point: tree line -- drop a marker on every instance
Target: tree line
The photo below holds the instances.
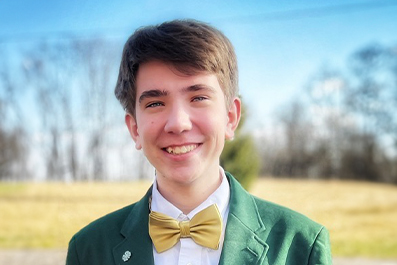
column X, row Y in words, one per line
column 59, row 119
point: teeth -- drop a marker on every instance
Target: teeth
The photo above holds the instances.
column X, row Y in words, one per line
column 181, row 149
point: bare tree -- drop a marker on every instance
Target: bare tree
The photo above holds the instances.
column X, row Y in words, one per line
column 13, row 144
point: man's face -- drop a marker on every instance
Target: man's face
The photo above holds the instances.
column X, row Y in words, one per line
column 181, row 122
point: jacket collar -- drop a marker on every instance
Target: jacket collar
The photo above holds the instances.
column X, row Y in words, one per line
column 137, row 241
column 244, row 230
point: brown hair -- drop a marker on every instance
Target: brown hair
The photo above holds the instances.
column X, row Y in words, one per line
column 189, row 45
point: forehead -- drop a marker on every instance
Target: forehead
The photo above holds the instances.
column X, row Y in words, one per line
column 165, row 76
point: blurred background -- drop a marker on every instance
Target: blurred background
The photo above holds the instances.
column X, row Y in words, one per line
column 318, row 82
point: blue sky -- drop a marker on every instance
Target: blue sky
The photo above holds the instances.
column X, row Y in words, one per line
column 279, row 44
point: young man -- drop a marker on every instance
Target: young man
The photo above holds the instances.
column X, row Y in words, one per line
column 178, row 84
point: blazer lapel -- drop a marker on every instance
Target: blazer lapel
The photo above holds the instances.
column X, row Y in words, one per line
column 137, row 246
column 243, row 243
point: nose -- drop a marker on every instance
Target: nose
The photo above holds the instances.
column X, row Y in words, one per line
column 178, row 120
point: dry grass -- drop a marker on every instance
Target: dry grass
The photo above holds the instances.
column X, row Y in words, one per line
column 361, row 217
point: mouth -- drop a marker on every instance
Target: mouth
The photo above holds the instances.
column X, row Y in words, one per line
column 180, row 150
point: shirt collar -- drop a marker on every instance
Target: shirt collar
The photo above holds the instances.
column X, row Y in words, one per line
column 220, row 197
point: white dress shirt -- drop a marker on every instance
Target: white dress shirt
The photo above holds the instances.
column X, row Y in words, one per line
column 186, row 251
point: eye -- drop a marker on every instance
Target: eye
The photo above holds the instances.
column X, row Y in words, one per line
column 199, row 98
column 154, row 105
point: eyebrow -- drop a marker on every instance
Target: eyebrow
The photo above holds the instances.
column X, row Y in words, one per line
column 199, row 87
column 154, row 93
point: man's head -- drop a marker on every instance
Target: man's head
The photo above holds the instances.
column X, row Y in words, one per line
column 190, row 46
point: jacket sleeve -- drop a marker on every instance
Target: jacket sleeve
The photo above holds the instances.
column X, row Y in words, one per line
column 321, row 249
column 72, row 257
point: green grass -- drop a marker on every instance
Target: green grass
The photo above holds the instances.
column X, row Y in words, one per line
column 361, row 217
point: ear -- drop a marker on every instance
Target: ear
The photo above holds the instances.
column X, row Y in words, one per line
column 133, row 129
column 234, row 114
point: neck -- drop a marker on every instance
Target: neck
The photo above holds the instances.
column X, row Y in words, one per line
column 187, row 196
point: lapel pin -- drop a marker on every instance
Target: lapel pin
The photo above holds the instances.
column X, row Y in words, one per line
column 126, row 256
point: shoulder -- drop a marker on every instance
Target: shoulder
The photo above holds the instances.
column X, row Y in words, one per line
column 295, row 234
column 104, row 227
column 272, row 213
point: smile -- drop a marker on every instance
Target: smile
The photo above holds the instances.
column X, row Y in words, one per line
column 180, row 150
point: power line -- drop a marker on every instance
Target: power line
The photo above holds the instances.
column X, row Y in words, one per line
column 304, row 13
column 314, row 12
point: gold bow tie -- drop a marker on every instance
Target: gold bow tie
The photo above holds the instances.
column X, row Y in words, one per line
column 204, row 228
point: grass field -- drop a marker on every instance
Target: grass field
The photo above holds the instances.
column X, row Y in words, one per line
column 361, row 217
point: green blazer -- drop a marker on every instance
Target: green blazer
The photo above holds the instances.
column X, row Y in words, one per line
column 257, row 232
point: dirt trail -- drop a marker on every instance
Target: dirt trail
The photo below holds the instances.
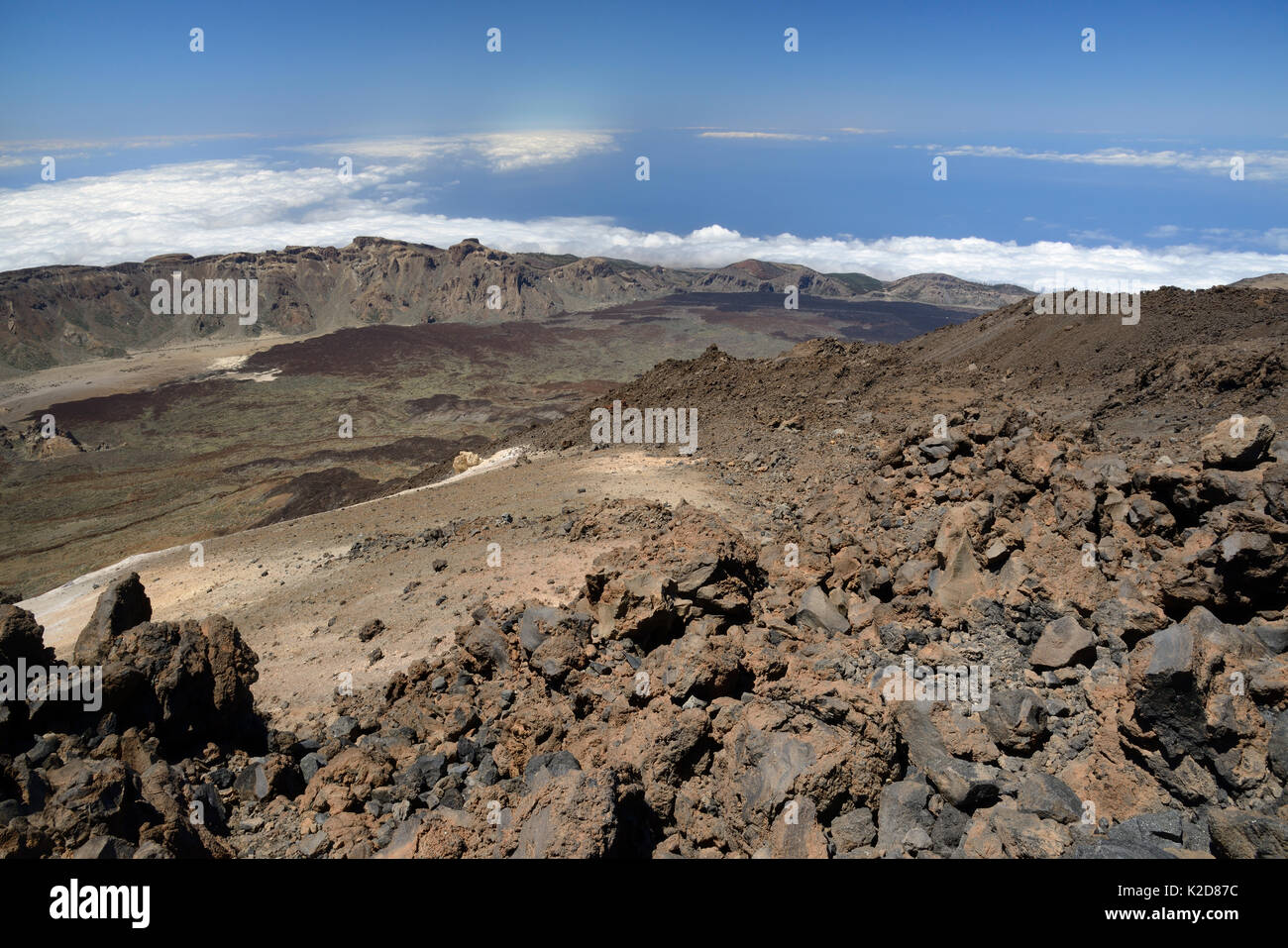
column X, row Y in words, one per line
column 299, row 596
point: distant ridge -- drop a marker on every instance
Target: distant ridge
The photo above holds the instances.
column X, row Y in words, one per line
column 69, row 313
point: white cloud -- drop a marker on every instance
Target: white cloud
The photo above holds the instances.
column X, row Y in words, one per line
column 1258, row 165
column 773, row 136
column 223, row 206
column 501, row 151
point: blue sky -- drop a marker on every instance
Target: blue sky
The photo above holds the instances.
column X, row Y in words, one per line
column 1111, row 165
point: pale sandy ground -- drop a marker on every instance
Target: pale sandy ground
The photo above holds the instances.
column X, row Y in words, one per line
column 282, row 584
column 142, row 369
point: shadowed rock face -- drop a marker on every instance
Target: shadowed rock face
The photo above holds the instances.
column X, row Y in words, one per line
column 104, row 773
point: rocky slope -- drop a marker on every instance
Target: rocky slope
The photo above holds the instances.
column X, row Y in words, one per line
column 1093, row 514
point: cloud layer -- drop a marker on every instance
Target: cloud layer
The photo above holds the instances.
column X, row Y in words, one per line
column 222, row 206
column 1258, row 165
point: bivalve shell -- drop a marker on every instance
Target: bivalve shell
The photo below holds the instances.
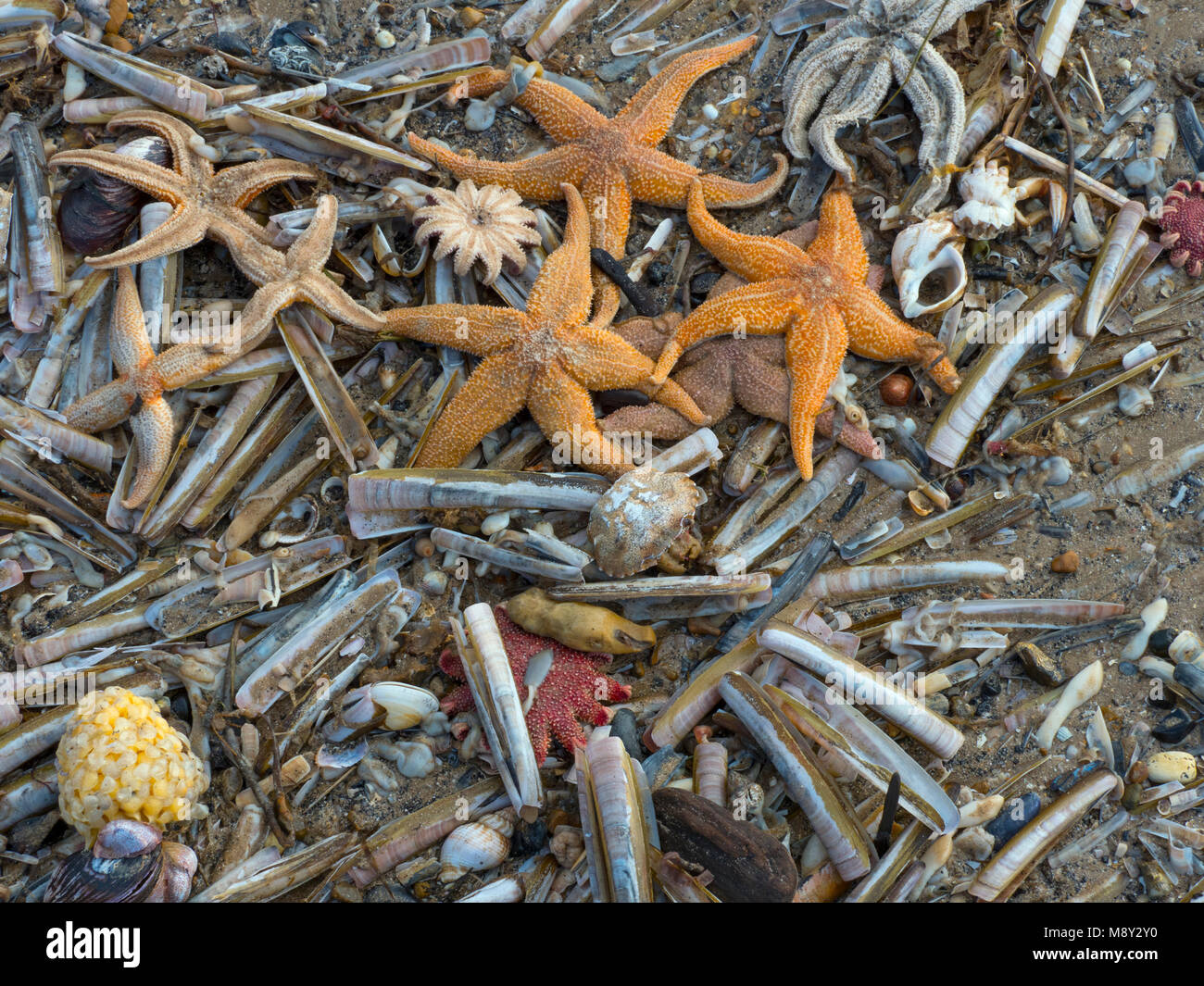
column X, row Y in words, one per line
column 1172, row 765
column 405, row 705
column 476, row 846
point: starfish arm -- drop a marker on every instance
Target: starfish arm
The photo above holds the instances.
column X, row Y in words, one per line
column 815, row 345
column 256, row 319
column 177, row 135
column 155, row 430
column 188, row 363
column 648, row 335
column 561, row 293
column 727, row 192
column 128, row 337
column 651, row 418
column 856, row 97
column 755, row 257
column 819, row 69
column 562, row 115
column 673, row 395
column 878, row 333
column 104, row 408
column 159, row 182
column 608, row 203
column 320, row 292
column 241, row 184
column 838, row 243
column 650, row 113
column 761, row 388
column 536, row 179
column 565, row 413
column 600, row 360
column 761, row 308
column 494, row 393
column 184, row 228
column 476, row 329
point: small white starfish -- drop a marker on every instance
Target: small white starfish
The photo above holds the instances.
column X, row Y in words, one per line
column 849, row 71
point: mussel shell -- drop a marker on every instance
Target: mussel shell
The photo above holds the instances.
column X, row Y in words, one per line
column 96, row 208
column 83, row 879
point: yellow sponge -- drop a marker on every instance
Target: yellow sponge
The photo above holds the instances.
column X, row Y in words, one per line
column 120, row 760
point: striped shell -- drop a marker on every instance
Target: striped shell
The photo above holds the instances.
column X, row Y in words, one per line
column 476, row 846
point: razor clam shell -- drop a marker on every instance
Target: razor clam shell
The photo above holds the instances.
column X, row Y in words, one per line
column 1010, row 867
column 184, row 610
column 854, row 678
column 699, row 694
column 1008, row 614
column 392, row 492
column 29, row 794
column 825, row 805
column 964, row 412
column 171, row 91
column 325, row 630
column 482, row 550
column 667, row 588
column 495, row 693
column 614, row 821
column 874, row 755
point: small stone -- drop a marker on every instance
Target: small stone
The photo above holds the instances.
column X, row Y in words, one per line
column 625, row 728
column 749, row 866
column 1173, row 728
column 1015, row 814
column 1042, row 668
column 1160, row 642
column 470, row 17
column 1172, row 765
column 1066, row 564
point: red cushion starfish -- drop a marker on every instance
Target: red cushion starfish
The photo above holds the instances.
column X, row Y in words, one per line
column 570, row 693
column 1183, row 224
column 610, row 161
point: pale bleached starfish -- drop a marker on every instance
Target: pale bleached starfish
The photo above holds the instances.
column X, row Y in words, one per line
column 546, row 359
column 818, row 299
column 610, row 161
column 844, row 76
column 206, row 203
column 284, row 279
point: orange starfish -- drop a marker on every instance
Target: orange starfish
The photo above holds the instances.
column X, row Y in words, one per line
column 818, row 297
column 610, row 161
column 206, row 203
column 546, row 359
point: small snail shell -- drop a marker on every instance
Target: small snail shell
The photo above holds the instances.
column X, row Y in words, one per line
column 476, row 846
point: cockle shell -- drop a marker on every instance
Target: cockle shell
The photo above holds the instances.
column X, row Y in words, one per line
column 928, row 249
column 639, row 517
column 476, row 846
column 988, row 201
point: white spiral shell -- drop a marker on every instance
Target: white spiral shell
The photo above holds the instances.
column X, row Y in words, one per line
column 476, row 846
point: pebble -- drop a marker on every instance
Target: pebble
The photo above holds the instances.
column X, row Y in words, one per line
column 1015, row 814
column 625, row 728
column 1172, row 765
column 1043, row 668
column 1066, row 564
column 749, row 865
column 1173, row 728
column 470, row 17
column 1160, row 642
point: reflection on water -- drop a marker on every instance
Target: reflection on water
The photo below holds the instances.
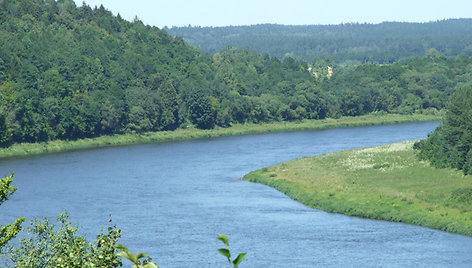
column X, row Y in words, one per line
column 171, row 200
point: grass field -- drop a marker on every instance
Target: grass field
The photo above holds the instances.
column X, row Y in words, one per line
column 385, row 182
column 24, row 149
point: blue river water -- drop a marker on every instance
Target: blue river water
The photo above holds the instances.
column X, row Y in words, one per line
column 171, row 200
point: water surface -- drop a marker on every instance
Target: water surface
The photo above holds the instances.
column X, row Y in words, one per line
column 171, row 200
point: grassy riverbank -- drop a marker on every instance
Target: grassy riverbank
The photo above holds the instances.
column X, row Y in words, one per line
column 386, row 183
column 192, row 133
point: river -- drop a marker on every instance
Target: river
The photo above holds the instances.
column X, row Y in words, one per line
column 171, row 200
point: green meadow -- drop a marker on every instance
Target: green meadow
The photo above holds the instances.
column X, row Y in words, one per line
column 386, row 183
column 24, row 149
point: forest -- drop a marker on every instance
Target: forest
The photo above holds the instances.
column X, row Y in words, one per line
column 350, row 43
column 70, row 72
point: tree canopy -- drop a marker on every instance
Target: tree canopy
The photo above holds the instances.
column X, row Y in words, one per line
column 69, row 72
column 387, row 42
column 450, row 145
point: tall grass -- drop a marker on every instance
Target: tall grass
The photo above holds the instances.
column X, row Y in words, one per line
column 385, row 183
column 23, row 149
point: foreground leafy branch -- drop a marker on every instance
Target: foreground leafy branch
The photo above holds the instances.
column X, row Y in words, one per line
column 9, row 231
column 125, row 253
column 225, row 252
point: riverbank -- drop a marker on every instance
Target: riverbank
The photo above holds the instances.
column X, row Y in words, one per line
column 385, row 183
column 25, row 149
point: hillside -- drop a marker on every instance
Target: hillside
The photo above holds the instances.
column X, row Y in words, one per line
column 386, row 42
column 69, row 72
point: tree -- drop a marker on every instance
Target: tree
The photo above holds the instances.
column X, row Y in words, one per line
column 48, row 245
column 9, row 231
column 201, row 111
column 450, row 145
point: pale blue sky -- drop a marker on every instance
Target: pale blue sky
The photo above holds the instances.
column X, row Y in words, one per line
column 294, row 12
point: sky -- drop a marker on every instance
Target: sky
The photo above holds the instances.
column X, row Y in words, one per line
column 170, row 13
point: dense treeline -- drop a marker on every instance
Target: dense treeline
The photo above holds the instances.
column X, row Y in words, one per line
column 69, row 72
column 450, row 145
column 386, row 42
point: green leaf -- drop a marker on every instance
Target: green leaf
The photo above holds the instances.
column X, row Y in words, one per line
column 239, row 259
column 225, row 252
column 140, row 255
column 223, row 238
column 150, row 265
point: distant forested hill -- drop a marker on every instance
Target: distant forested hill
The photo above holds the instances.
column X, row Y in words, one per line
column 386, row 42
column 69, row 72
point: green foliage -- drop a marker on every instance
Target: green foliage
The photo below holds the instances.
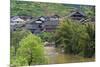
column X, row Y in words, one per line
column 16, row 37
column 30, row 51
column 76, row 38
column 44, row 9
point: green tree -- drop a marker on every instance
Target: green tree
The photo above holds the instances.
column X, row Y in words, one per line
column 76, row 38
column 30, row 52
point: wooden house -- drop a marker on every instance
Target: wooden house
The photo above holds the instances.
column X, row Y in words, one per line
column 77, row 15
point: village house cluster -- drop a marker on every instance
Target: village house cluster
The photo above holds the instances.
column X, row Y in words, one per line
column 42, row 23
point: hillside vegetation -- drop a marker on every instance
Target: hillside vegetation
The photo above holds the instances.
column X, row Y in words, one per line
column 45, row 9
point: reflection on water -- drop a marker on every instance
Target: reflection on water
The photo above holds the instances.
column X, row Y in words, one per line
column 55, row 57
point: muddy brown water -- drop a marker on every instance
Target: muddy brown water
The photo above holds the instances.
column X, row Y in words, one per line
column 55, row 57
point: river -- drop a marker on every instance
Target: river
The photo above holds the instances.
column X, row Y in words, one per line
column 55, row 57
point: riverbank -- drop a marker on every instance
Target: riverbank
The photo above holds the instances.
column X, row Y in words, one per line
column 55, row 57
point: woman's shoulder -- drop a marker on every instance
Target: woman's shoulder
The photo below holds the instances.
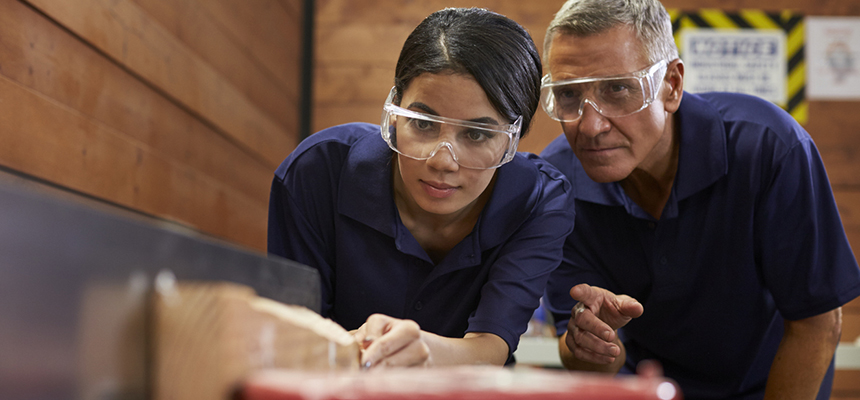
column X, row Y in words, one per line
column 534, row 181
column 530, row 164
column 326, row 148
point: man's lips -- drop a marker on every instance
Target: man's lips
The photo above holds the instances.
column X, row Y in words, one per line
column 438, row 189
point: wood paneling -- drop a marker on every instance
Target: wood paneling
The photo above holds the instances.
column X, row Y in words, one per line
column 178, row 109
column 271, row 85
column 127, row 34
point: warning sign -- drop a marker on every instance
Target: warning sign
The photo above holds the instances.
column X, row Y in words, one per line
column 748, row 51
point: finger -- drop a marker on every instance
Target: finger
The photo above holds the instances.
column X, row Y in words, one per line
column 359, row 334
column 584, row 319
column 649, row 369
column 586, row 354
column 593, row 344
column 399, row 334
column 630, row 307
column 415, row 353
column 583, row 293
column 375, row 326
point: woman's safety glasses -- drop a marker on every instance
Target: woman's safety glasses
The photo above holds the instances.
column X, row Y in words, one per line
column 472, row 144
column 612, row 96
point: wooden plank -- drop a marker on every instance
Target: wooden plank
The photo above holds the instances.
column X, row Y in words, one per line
column 846, row 383
column 850, row 326
column 339, row 84
column 829, row 125
column 41, row 56
column 50, row 141
column 209, row 336
column 848, row 202
column 231, row 58
column 269, row 30
column 128, row 35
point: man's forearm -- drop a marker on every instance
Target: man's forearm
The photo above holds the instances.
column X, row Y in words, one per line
column 804, row 355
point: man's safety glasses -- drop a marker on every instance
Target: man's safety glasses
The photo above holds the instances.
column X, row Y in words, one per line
column 612, row 96
column 472, row 144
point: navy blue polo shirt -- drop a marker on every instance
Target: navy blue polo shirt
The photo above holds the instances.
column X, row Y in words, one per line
column 332, row 208
column 750, row 235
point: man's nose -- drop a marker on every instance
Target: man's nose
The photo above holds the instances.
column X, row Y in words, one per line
column 591, row 122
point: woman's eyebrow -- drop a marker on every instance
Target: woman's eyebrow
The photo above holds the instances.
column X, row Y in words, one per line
column 428, row 110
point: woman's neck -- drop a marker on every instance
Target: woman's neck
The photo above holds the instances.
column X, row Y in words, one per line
column 436, row 233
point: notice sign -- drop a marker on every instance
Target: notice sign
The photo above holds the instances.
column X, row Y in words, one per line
column 833, row 57
column 745, row 61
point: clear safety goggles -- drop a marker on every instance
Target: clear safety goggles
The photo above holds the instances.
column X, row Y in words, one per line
column 475, row 145
column 611, row 96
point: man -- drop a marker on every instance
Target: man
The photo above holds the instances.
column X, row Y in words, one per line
column 705, row 224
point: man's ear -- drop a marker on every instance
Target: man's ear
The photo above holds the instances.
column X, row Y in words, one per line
column 675, row 83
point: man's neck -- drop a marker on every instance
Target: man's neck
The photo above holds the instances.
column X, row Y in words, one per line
column 651, row 185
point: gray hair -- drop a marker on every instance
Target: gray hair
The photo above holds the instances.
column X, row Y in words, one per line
column 648, row 18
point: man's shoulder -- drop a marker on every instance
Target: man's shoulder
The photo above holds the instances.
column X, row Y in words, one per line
column 739, row 108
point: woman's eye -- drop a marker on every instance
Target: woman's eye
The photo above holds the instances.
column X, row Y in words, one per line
column 422, row 124
column 477, row 135
column 618, row 88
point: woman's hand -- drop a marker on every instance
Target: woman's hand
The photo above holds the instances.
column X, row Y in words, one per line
column 392, row 342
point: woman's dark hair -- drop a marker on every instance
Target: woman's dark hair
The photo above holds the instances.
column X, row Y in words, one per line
column 498, row 52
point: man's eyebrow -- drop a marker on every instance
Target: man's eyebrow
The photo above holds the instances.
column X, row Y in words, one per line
column 428, row 110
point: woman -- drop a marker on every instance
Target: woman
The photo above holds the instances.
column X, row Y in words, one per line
column 434, row 240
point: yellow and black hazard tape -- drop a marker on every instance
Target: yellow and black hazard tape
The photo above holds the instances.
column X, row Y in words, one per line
column 787, row 21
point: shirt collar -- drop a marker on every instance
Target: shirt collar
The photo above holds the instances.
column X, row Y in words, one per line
column 702, row 158
column 365, row 192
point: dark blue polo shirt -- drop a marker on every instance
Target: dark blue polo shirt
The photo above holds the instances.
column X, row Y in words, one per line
column 332, row 208
column 750, row 235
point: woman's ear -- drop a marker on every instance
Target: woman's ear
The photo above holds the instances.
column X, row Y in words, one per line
column 674, row 81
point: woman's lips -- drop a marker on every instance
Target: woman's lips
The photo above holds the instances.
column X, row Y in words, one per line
column 438, row 190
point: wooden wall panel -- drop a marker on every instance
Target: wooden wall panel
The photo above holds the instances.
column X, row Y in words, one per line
column 126, row 33
column 191, row 23
column 121, row 101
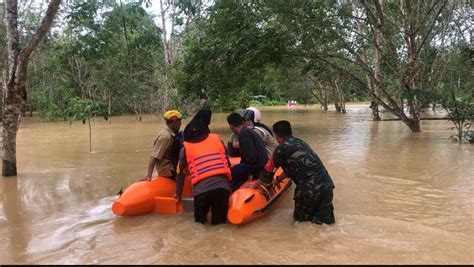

## Aim of the exercise
Rewrite everything from the start of the entries down to the line containing "column 59, row 119", swapping "photo" for "image" and changing nothing else. Leave the pictures out.

## Exercise output
point: tree line -- drop a marker on every instance
Target: tree line
The image below holds the instances.
column X, row Y in words, one per line
column 59, row 119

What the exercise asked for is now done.